- [EJERCICIO BREVE 1]: Localiza en los registros todas las líneas donde aparece la palabra «truck» y cópialas.

::::::

Si la relación entre el Estado y los terroristas es una relación de guerra -dice Bobbio- hay que sacar todas las consecuencias. El derecho de guerra es un derecho entre iguales (o soberanos: formalmente iguales). La regla fundamental es la reciprocidad, lo permitido a uno de los contendientes está permitido al otro: «Planteado el problema en estos términos, no se logra esclarecer por qué los actos de violencia que cometen los terroristas contra el Estado y sus «siervos» no deberían ser lícitos para el Estado contra los terroristas». Quizás es en este contexto, pero lo digo con ciertas reservas, donde se pueden entender las polémicas declaraciones del verano pasado del tristemente desaparecido profesor Aranguren, un intelectual fuera de toda sospecha. Ahora bien, el estado de guerra civil no aparece sin más ante cualquier escaramuza bélica; sin duda es, debe ser, algo más. La situación ha venido precedida, como dice este autor italiano, por:
 
«La ruptura violenta de la organización nacional como consecuencia de un grave proceso de deslegitimación del ordenamiento vigente, y la formación de consistentes grupos armados que ocupan de manera estable una parte del territorio nacional. Un partido armado puede ser considerado un Estado en germen cuando, por lo menos embrionariamente, es un poder territorial que actúa al descubierto. Entre otras cosas, es impensable que pueda ser reconocido un grupo clandestino por amplio que sea en el sentido propio de la palabra. Para reconocer hay que conocer. No se llega a comprender en qué podría consistir el reconocimiento de gente que no se sabe quién es, vive clandestinamente, con nombres falsos, con documentos tomados de otras personas».
 
En este párrafo se nos dan las claves para la legitimación de unos, los violentos, frente al Estado, y el proceso inverso de deslegitimación de éste, que no haría sino aproximar las partes a un mismo nivel que permitiría el entendimiento: la tregua y la negociación. Ahora bien, no se está ante una crisis de legitimación del Estado si los partidos políticos constitucionales logran la adhesión de la mayoría de los ciudadanos. La pregunta que sigue no se hace esperar: ¿Cómo es de numerosa la parte de los ciudadanos que los terroristas y sus amigos creen representar para pretender que se los considere un verdadero «partido» armado?
 
A pesar de los errores políticos cometidos en la lucha antiterrorista y Estado como si estuviésemos en guerra civil quiere decir que se ha perdido el sentido de las proporciones; es pecar de megalomanía, tratar de sacar ventaja del estado de confusión mental en el que se vuelcan muchos jóvenes.
 
Si trasladamos estas reflexiones al caso español actual vemos que existen paralelismos, pero también algunas importantes diferencias que pueden hacernos llegar a conclusiones diferentes. En cuanto a la posible legitimación de los violentos en España la situación de partida es algo diferente. No se trata simplemente de un terrorismo de partido o de clase, sino, a la vez, de un terrorismo de caracteres nacionales. el mismo Bobbio hace una distinción en este sentido refiriéndose al terrorismo irlandés y palestino.

::::::

- [EJERCICIO BREVE 2]:
Responde a estas preguntas sobre el texto acerca de Bobbio y el terrorismo:
(a) ¿Cuál es la regla fundamental del derecho de guerra?
(b) ¿Con qué condición no se está ante una crisis de legitimación del Estado?
(c) ¿A qué terrorismos se refiere Bobbio al hacer su distinción?

Registros de origen:
::::::

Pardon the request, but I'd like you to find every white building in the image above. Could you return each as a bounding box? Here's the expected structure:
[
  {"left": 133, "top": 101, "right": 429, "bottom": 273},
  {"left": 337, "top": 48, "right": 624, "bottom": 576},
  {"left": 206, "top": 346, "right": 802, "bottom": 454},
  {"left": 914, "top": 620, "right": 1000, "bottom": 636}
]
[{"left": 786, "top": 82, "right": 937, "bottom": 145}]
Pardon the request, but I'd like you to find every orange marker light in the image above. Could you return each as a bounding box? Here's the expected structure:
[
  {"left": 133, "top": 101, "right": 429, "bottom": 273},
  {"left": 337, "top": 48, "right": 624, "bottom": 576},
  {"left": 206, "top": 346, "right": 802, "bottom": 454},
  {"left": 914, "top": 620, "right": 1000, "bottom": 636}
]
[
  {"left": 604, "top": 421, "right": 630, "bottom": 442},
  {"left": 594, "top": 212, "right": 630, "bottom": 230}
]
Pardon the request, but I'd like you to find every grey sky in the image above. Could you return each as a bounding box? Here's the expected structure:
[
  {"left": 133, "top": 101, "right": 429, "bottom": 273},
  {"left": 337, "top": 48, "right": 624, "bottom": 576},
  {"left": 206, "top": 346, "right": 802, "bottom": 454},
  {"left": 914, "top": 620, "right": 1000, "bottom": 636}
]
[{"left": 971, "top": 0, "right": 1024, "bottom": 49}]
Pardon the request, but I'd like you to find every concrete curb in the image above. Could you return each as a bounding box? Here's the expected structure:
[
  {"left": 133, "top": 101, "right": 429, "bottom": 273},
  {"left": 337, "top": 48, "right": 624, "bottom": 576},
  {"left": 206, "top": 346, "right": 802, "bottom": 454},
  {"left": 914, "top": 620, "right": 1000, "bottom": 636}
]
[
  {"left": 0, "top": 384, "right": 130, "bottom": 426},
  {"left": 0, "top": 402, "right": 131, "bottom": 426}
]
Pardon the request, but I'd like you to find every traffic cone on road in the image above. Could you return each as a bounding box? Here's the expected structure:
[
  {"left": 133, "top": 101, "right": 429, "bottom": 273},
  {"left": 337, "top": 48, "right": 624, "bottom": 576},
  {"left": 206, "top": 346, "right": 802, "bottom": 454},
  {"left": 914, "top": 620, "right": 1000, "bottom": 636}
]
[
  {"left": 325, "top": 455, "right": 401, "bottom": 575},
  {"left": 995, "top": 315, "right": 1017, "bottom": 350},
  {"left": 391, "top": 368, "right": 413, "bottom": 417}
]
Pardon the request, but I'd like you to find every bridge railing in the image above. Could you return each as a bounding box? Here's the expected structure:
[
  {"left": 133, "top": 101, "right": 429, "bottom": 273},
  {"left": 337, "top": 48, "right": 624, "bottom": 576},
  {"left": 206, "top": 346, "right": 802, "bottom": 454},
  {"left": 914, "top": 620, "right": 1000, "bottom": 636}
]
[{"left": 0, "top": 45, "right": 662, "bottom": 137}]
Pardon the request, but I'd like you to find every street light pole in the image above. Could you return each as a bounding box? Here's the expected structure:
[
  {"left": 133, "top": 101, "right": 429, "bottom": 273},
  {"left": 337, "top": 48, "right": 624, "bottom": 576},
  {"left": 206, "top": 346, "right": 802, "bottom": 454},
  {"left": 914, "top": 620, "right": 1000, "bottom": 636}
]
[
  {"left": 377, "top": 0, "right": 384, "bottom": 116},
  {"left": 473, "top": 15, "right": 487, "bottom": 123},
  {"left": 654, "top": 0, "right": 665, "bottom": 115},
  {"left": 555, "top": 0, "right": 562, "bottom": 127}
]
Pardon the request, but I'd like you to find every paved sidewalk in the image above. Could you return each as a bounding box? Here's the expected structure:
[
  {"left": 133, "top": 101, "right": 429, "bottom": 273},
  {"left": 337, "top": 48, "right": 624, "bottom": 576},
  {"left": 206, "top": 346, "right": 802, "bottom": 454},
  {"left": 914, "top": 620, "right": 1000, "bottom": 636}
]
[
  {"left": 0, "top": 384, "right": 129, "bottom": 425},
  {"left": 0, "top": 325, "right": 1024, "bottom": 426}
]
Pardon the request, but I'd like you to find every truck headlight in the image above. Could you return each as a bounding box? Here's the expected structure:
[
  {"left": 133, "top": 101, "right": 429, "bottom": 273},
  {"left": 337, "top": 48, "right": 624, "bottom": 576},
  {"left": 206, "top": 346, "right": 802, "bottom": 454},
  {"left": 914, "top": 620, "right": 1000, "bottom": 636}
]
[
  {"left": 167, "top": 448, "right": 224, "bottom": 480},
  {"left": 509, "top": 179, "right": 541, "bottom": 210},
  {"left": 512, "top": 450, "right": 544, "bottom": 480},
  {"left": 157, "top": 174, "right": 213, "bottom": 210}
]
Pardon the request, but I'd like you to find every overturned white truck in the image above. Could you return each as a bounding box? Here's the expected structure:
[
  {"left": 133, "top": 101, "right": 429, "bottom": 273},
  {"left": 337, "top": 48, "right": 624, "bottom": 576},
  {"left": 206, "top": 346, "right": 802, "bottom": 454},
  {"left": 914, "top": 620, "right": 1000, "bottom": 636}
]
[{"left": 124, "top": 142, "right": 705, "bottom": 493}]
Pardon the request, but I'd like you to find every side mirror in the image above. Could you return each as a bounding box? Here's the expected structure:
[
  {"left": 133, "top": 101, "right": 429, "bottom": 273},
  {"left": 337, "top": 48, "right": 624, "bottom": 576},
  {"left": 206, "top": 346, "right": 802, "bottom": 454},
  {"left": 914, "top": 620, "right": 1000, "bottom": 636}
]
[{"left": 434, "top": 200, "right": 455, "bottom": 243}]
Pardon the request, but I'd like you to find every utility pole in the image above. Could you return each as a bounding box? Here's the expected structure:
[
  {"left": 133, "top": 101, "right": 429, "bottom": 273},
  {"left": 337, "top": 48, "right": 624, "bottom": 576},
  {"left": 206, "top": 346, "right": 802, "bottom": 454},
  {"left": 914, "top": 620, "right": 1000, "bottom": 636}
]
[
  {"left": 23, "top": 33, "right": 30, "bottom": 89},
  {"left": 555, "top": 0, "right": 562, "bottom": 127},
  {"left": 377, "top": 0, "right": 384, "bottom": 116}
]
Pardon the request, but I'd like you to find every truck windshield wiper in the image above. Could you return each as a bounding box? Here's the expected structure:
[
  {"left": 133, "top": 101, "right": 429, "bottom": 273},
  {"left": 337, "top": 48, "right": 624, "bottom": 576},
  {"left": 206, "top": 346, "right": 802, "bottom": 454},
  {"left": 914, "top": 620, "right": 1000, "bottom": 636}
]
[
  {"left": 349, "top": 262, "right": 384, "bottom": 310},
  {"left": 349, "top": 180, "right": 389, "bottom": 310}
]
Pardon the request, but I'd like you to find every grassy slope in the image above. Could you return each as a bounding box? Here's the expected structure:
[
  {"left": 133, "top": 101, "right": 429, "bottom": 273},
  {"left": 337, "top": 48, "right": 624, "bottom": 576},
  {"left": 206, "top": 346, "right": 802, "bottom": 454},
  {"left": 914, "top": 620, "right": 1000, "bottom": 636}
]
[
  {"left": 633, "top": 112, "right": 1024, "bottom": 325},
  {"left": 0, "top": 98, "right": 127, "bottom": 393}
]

::::::

- [SOLUCIÓN COMPLETA 1]:
Pardon the request, but I'd like you to find every truck headlight in the image above. Could you return each as a bounding box? Here's the expected structure:
Pardon the request, but I'd like you to find every overturned white truck in the image above. Could you return each as a bounding box? Here's the expected structure:
Pardon the request, but I'd like you to find every truck windshield wiper in the image above. Could you return each as a bounding box? Here's the expected structure:

- [SOLUCIÓN COMPLETA 2]:
(a) La reciprocidad: lo permitido a uno de los contendientes está permitido al otro.
(b) Que los partidos políticos constitucionales logren la adhesión de la mayoría de los ciudadanos.
(c) Al terrorismo irlandés y al palestino.